§ Texte source:
Dans le cadre de la préparation du Forum social européen de Paris–Saint–Denis – et désormais soutenu par Vivendi Universal –, 61 forums locaux sont programmés sur tout le territoire. Il serait trop long, dans l'espace d'un article, de les détailler tous. Aussi, je me contenterai, avec humilité, mais avec une certaine malice, je dois l'avouer, d'informer du Forum social de Bretagne et du contexte politique et social local dans lequel il s'est déroulé.
Du 15 au 18 juillet 2003, s'est tenu à Carhaix, ville du Finistère, le Forum social de Bretagne, alors que des milices bretonnantes patrouillaient et faisaient la chasse aux intermittents du spectacle et aux syndicalistes CGT.
Parmi les organisateurs, se trouvaient la Confédération paysanne, ATTAC 29, ATTAC 22, SUD, le G 10, la FSU, Eau et rivières de Bretagne, Côte Ouest, MNCP, Démo Terre Happy, Union des familles laïques, association Pédagogie Animation sociale, Centre culturel breton, CFDT régionale, Terroirs en fête, Association du forum social de Bretagne…
Parmi les financeurs sollicités, figurent la ville de Carhaix (engagement acquis d'au moins 3 000 euros), les conseils généraux de Bretagne (15 000 euros demandés), le conseil régional de Bretagne et le Groupement d'intérêt public du centre–ouest Bretagne (GIPCOB), composé d'élus du département des Côtes–d'Armor et opérant avec l'aval de la région.

§ Problèmes à résoudre:
1. Dans quelle ville le texte sur le Forum social de Bretagne situe-t-il la tenue de ce forum ?
2. Reprenez le texte sur le Forum social de Bretagne et rédigez sa suite immédiatement après la dernière phrase.

§ Données extraites:

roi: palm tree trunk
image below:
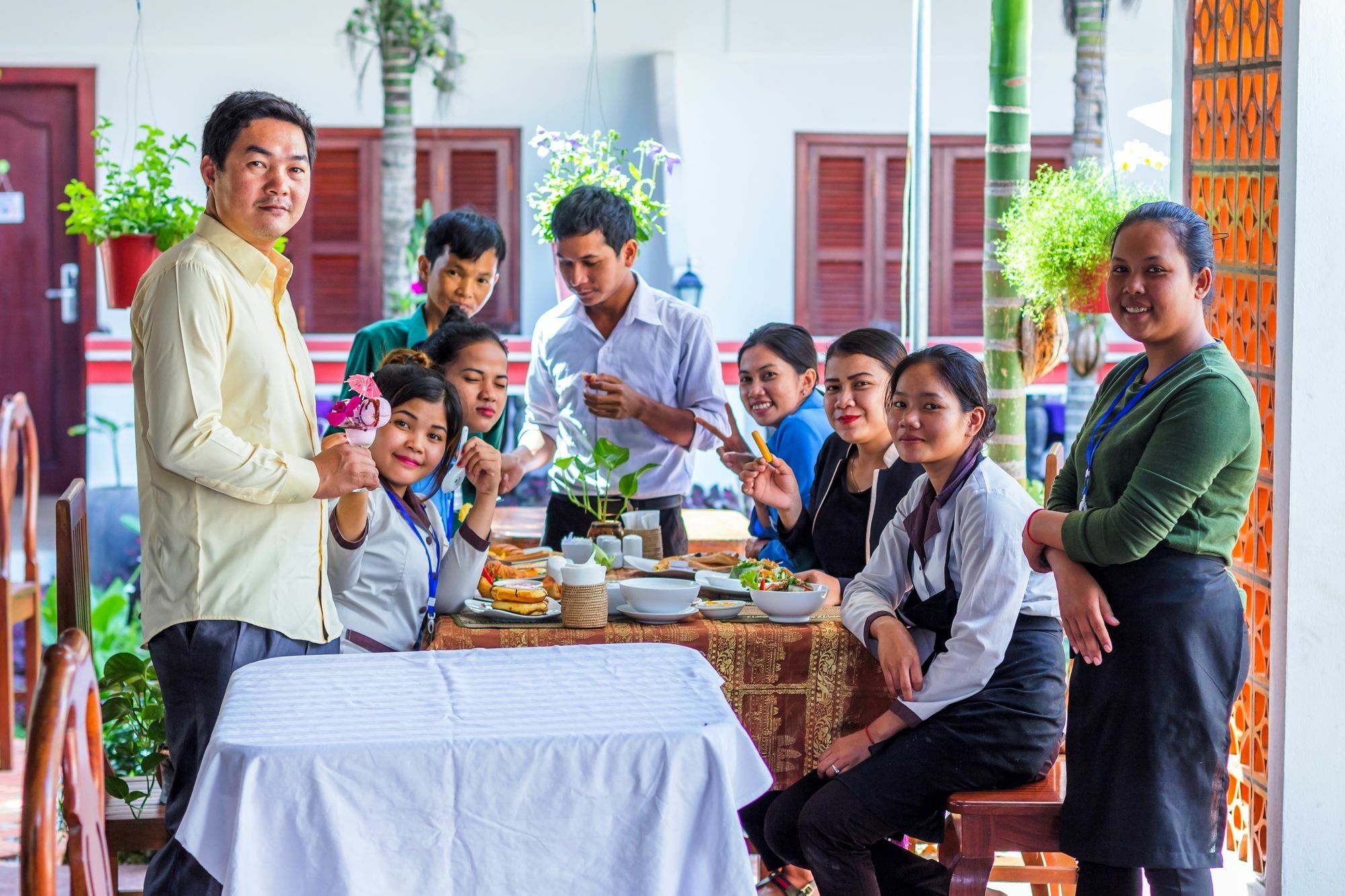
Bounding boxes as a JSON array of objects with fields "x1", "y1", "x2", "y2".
[
  {"x1": 1065, "y1": 0, "x2": 1107, "y2": 451},
  {"x1": 982, "y1": 0, "x2": 1032, "y2": 481},
  {"x1": 382, "y1": 36, "x2": 416, "y2": 317}
]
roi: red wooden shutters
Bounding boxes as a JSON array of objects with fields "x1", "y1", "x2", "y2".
[
  {"x1": 285, "y1": 128, "x2": 521, "y2": 332},
  {"x1": 795, "y1": 134, "x2": 1069, "y2": 336}
]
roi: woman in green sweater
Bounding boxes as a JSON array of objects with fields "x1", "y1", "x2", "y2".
[{"x1": 1024, "y1": 202, "x2": 1260, "y2": 896}]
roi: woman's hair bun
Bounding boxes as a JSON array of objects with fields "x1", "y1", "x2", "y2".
[{"x1": 378, "y1": 348, "x2": 433, "y2": 367}]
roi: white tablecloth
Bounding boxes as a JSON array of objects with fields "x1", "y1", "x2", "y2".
[{"x1": 178, "y1": 645, "x2": 771, "y2": 896}]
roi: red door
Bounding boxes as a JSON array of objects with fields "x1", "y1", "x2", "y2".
[{"x1": 0, "y1": 66, "x2": 97, "y2": 494}]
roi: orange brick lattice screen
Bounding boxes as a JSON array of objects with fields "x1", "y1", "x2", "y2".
[{"x1": 1186, "y1": 0, "x2": 1283, "y2": 873}]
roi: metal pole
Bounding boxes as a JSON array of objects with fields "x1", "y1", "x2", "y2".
[{"x1": 904, "y1": 0, "x2": 931, "y2": 350}]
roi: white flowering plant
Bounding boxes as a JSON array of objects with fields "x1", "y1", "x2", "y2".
[{"x1": 527, "y1": 126, "x2": 682, "y2": 243}]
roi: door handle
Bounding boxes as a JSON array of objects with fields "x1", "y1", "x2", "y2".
[{"x1": 47, "y1": 261, "x2": 79, "y2": 323}]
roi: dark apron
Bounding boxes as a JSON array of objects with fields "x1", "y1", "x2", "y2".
[
  {"x1": 837, "y1": 508, "x2": 1065, "y2": 844},
  {"x1": 1060, "y1": 546, "x2": 1250, "y2": 868}
]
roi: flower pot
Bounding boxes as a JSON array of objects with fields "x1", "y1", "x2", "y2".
[
  {"x1": 1018, "y1": 308, "x2": 1069, "y2": 382},
  {"x1": 98, "y1": 233, "x2": 161, "y2": 308}
]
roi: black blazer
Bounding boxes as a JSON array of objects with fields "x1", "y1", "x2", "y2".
[{"x1": 776, "y1": 433, "x2": 924, "y2": 592}]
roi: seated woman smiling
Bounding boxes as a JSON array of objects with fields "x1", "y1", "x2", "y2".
[{"x1": 765, "y1": 345, "x2": 1065, "y2": 896}]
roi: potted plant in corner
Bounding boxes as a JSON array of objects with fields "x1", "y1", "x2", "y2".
[
  {"x1": 553, "y1": 438, "x2": 658, "y2": 538},
  {"x1": 56, "y1": 116, "x2": 204, "y2": 308},
  {"x1": 995, "y1": 159, "x2": 1162, "y2": 382}
]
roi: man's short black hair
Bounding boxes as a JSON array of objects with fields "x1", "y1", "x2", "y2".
[
  {"x1": 551, "y1": 184, "x2": 635, "y2": 251},
  {"x1": 425, "y1": 206, "x2": 504, "y2": 263},
  {"x1": 200, "y1": 90, "x2": 317, "y2": 167}
]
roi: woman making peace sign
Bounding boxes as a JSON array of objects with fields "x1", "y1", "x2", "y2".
[{"x1": 1022, "y1": 202, "x2": 1260, "y2": 896}]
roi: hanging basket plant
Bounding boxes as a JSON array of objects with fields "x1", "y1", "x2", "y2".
[
  {"x1": 56, "y1": 116, "x2": 204, "y2": 308},
  {"x1": 995, "y1": 159, "x2": 1163, "y2": 382},
  {"x1": 527, "y1": 126, "x2": 682, "y2": 247}
]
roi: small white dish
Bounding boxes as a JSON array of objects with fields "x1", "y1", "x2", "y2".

§ Résultats attendus:
1. À Carhaix, ville du Finistère.

2.
Un forum tout à fait classique, en somme, comme il peut en exister ailleurs dans l'Hexagone ! Mais voilà, il se trouve que la bonne ville de Carhaix organisait également un festival de musique: le festival des Vieilles Charrues, les 18, 19 et 20 juillet 2003. C'est une manifestation qui est mise sur pied par plus de 5 000 « laboureurs », bénévoles et salariés (peu de salariés, en réalité).
Suite à l'accord scélérat signé entre le MEDEF et la sulfureuse CFDT, présente au forum, les intermittents du spectacle, à l'appel de leurs fédérations CGT et CGT–FO, décident la grève, entraînant l'annulation de presque tous les grands festivals. Bref, le festival des Vieilles Charrues, comme tous les autres festivals, est menacé. Mais les autorités locales et les organisateurs ont décidé que le festival serait maintenu coûte que coûte, quitte à « sécuriser le site ».
Selon l'AFP, « sous un soleil de plomb, des agents d'une société privée de gardiennage ont commencé à filtrer sévèrement les allées et venues des multiples intervenants, appuyés par des bénévoles de tous âges, reconnaissables à leur parka jaune fluo. Dimanche matin, on ne parlait qu'avec amertume de ces "empoignades verbales" qui avaient opposé la veille bénévoles et organisateurs à quelque 200 intermittents, finalement bloqués à l'entrée du site qu'ils comptaient occuper. »
Cette situation a amené l'Union de Bretagne des syndicats du spectacle CGT à constater que, face à « la situation extrêmement tendue existant dans la ville de Carhaix, l'UBSAC–CGT estime que la sécurité physique même des artistes et des techniciens en lutte ne peut plus être garantie en raison d'éléments organisés en véritables milices, constituées sous l'impulsion de certaines personnalités locales ».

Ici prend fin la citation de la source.